---------- INPUT ----------

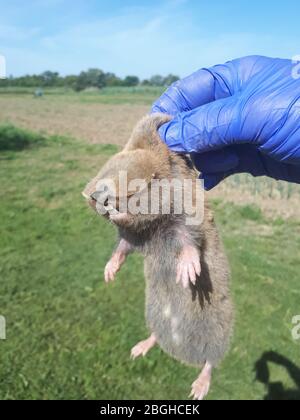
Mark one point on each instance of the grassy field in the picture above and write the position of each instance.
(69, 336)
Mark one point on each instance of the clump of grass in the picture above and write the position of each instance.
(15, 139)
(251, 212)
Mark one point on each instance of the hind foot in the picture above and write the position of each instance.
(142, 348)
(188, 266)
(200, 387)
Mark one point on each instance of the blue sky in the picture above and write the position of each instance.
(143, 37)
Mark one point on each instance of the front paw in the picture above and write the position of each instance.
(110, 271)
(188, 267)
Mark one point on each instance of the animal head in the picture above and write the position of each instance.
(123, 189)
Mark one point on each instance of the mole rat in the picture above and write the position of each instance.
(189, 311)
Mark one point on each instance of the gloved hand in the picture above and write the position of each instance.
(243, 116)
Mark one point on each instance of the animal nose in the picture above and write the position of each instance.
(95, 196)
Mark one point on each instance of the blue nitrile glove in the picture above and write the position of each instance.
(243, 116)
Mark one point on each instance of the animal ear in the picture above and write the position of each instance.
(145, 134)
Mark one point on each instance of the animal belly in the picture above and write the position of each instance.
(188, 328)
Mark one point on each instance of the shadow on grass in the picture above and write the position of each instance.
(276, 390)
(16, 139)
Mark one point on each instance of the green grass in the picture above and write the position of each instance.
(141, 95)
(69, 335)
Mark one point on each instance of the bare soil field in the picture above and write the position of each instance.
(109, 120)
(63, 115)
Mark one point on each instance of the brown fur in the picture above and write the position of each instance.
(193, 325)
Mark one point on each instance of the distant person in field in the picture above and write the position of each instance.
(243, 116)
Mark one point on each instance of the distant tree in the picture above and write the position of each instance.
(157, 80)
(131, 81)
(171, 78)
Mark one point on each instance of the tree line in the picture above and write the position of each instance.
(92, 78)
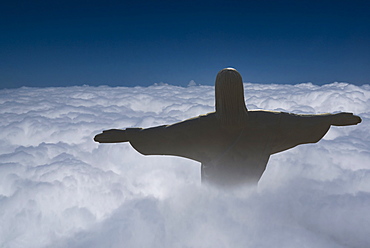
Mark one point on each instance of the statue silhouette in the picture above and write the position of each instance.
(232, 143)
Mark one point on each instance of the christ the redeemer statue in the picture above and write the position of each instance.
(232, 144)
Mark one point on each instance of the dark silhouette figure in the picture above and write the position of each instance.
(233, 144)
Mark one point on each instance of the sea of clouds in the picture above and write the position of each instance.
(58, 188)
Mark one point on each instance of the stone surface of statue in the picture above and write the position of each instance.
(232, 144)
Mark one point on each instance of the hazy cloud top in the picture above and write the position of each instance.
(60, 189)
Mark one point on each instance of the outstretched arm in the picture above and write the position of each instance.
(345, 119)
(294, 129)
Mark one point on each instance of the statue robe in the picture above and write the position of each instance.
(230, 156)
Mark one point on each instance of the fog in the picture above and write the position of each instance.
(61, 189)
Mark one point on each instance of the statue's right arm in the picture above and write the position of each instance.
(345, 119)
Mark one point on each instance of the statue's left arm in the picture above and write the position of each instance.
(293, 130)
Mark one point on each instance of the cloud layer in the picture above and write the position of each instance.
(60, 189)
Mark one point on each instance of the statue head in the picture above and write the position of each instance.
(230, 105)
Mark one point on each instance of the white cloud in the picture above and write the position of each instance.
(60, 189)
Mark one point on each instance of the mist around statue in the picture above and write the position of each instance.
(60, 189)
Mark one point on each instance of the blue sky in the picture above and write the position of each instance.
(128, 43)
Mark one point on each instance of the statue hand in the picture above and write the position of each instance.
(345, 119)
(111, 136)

----------
---------- INPUT ----------

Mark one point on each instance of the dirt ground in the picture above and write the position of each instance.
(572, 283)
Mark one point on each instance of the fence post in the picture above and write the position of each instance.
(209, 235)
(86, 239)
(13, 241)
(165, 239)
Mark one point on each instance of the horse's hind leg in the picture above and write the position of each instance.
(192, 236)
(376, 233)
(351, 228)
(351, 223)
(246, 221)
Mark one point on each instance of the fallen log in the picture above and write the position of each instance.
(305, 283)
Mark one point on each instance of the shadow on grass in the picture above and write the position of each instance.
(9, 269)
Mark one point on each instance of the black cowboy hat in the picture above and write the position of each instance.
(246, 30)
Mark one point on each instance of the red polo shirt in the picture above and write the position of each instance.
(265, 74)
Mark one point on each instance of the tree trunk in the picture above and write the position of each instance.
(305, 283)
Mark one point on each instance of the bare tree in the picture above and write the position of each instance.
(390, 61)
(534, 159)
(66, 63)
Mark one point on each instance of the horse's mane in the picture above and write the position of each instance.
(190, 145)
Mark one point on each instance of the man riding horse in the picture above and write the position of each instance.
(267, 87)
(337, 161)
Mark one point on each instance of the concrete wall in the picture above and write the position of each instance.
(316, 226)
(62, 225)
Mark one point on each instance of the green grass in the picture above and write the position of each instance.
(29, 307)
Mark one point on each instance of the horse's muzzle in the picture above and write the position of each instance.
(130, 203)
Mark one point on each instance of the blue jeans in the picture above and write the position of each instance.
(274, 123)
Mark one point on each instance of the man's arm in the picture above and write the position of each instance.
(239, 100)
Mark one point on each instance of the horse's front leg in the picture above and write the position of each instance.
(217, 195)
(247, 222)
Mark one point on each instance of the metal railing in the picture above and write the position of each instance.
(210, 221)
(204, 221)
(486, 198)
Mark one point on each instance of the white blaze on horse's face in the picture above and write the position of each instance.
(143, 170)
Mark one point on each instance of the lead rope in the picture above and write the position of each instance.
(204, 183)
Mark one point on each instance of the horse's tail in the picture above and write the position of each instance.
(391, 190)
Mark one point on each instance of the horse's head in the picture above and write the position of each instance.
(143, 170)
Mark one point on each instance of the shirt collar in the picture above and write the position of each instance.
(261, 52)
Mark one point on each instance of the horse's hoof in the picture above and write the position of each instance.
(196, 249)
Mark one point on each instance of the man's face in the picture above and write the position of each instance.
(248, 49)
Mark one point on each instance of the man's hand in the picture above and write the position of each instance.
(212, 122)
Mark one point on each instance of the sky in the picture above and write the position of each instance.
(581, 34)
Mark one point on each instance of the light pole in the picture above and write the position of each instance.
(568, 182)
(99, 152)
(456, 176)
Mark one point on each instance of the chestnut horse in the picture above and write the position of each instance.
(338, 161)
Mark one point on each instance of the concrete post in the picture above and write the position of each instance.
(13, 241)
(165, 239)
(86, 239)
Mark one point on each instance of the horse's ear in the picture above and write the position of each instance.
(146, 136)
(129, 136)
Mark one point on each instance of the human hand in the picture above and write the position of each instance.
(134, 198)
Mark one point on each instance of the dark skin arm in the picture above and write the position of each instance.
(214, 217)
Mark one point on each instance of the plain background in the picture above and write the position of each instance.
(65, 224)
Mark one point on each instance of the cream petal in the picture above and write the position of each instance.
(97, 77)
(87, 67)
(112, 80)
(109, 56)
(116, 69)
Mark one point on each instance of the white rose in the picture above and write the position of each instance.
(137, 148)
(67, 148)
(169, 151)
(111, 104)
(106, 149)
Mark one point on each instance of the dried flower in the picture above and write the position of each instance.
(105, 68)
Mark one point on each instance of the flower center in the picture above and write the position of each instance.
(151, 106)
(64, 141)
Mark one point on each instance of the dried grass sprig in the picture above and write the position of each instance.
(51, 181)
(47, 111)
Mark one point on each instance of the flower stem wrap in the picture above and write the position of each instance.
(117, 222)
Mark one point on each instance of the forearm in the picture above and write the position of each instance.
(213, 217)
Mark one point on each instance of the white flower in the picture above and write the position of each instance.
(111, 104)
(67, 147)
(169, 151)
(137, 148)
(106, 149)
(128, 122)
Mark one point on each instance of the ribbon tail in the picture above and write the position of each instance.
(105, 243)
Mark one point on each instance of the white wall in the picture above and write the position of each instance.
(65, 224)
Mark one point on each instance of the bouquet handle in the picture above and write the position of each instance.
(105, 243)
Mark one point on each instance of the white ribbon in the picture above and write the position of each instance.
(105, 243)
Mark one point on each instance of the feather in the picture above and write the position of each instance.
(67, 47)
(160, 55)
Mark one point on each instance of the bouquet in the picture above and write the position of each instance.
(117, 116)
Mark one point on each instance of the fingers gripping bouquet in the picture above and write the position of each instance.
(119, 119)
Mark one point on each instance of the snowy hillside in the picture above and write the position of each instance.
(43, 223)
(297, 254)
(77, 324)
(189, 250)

----------
---------- INPUT ----------

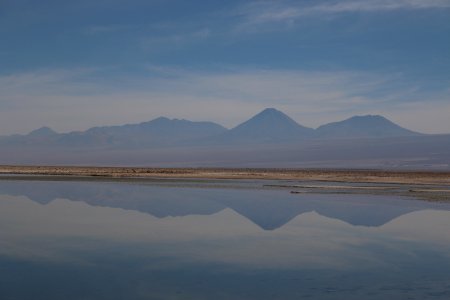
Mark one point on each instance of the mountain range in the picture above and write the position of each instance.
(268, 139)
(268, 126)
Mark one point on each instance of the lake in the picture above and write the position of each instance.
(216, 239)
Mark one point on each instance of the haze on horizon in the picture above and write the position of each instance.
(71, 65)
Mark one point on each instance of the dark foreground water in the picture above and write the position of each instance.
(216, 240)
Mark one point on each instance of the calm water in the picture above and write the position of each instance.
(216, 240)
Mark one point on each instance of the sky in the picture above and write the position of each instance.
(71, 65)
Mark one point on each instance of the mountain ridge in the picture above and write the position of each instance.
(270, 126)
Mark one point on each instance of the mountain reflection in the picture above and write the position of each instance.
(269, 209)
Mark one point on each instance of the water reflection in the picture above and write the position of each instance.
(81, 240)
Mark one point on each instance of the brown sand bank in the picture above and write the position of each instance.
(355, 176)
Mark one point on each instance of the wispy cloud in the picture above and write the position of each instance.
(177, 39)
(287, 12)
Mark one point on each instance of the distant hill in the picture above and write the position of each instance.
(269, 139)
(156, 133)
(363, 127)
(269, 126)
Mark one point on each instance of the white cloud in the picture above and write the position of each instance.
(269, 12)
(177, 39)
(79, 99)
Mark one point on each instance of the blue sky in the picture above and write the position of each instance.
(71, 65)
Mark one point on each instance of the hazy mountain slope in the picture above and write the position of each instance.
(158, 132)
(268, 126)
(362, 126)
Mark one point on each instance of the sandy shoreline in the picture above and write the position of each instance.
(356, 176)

----------

Could you return every line in the records above that contains the word "dried"? Case matters, so count only lines where the capitalization matches.

Mark one point on each instance of the dried flower in the picture above and write the position of each instance.
Mark one point on each instance of the dried grass sprig in the picture above and write the position of each instance.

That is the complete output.